# What to look for in GA/VA?



## Exuviae (Mar 17, 2016)

Hey guys, 
A bunch of people from the entomology club at my uni are heading down to Georgia for spring break in about a week and a half. We're going to be camping overnight in GA, as well as VA. I've never been to Georgia or the areas we're staying at in Virginia, so I was wondering if anyone had ever been to any of the following places, and if so, what should I look for in each of the locations? Although I'm willing to look for anything, I'm mostly interested in finding large _Dolomedes _(_Tenebrosus _and _Okefinokensis_), trapdoor spiders, and scorpions. Also, if there are any interesting vertebrates in the parks, that would be cool to know, too (I'm especially hoping to see an armadillo, but I'm not sure we'll be south enough).
Here are some of the campgrounds/parks we will be visiting:
Goose Point Recreation Area in Bassett, VA (overnight)
Oconcee River Campground in Greensboro, GA (overnight)
Ben Burton State Park in Athens, GA 
Holiday Campground in LaGrange, GA (overnight)
Lake Sinclair Recreation Area in Eatonton, GA(overnight)
North Bend Park and Campground in Boydton, VA (overnight)
Thanks!


----------



## Biollantefan54 (Mar 17, 2016)

LaGrange, GA should be south enough, I was 70 miles below Atlanta and saw my first armadillo lol. Trap door spiders were VERY common where I was. Myrmekiaphila were everywhere. If you know where a creek is or even just sloping areas, if you check them at night you may find TONS of trap door spiders waiting for prey. Didn't see any large Dolomedes apart from Dolomedes albineus, scorpions should be easy to find as well. Lift up debris, roll over logs, or pull up bark on dead pine trees (Almost guaranteed to find them that way). You can also find a few centipedes by pulling up bark. Scolopocryptops sexspinosus, Hemiscolopendra marginata, and Theatops can be found that way. You can find young Dolomedes sp. and some large Gladicosa pulchra by looking at the bases of trees if you look for their eyes by shining a light. Hmm...tiger beetles may be out and about? I found a lot of those, just go to a light and they may be running on the ground. That's about all I can think of at the moment. Never been to VA, take lots of pictures!

Reactions: Like 1


----------



## Exuviae (Mar 18, 2016)

Thanks! I will definitely keep an eye out for all of those! I have a pretty good headlamp and a UV flashlight, so I plan to go out at night at least a few times, and I'll be sure to take pictures of anything cool I find and share them here! I'm pretty excited since this is the farthest south I'll have been since I was like 5 years old.

Reactions: Lollipop 1


----------



## Toxoderidae (Mar 19, 2016)

So I'm like UBER scared of the dark, but I want to write a book on all the native arthropods I can find in GA, any idea on how I can locate them without having to go out into the woods at night?


----------

--- Task list ---
**1.** According to the thread, where can you pull up bark to be almost guaranteed to find scorpions?
**2.** Does each statement agree with the thread? Answer yes or no for each, quoting the words that decide it.
(a) Biollantefan54 saw a first armadillo south of Atlanta.
(b) Biollantefan54 has been to VA.
(c) Exuviae has a UV flashlight.
The lines after this thread are separate material.

--- Supplied data ---

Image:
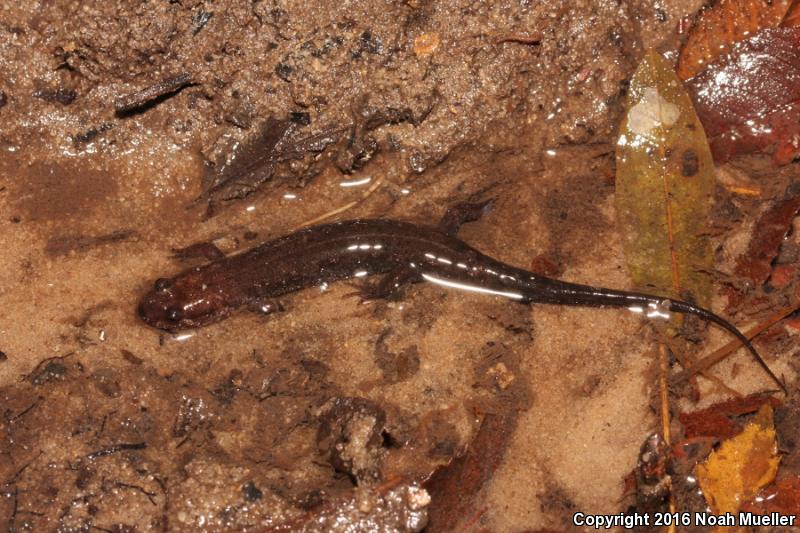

--- Expected answers ---
**1.** On dead pine trees.

**2.**
(a) Yes: "I was 70 miles below Atlanta and saw my first armadillo"
(b) No: "Never been to VA"
(c) Yes: "I have a pretty good headlamp and a UV flashlight"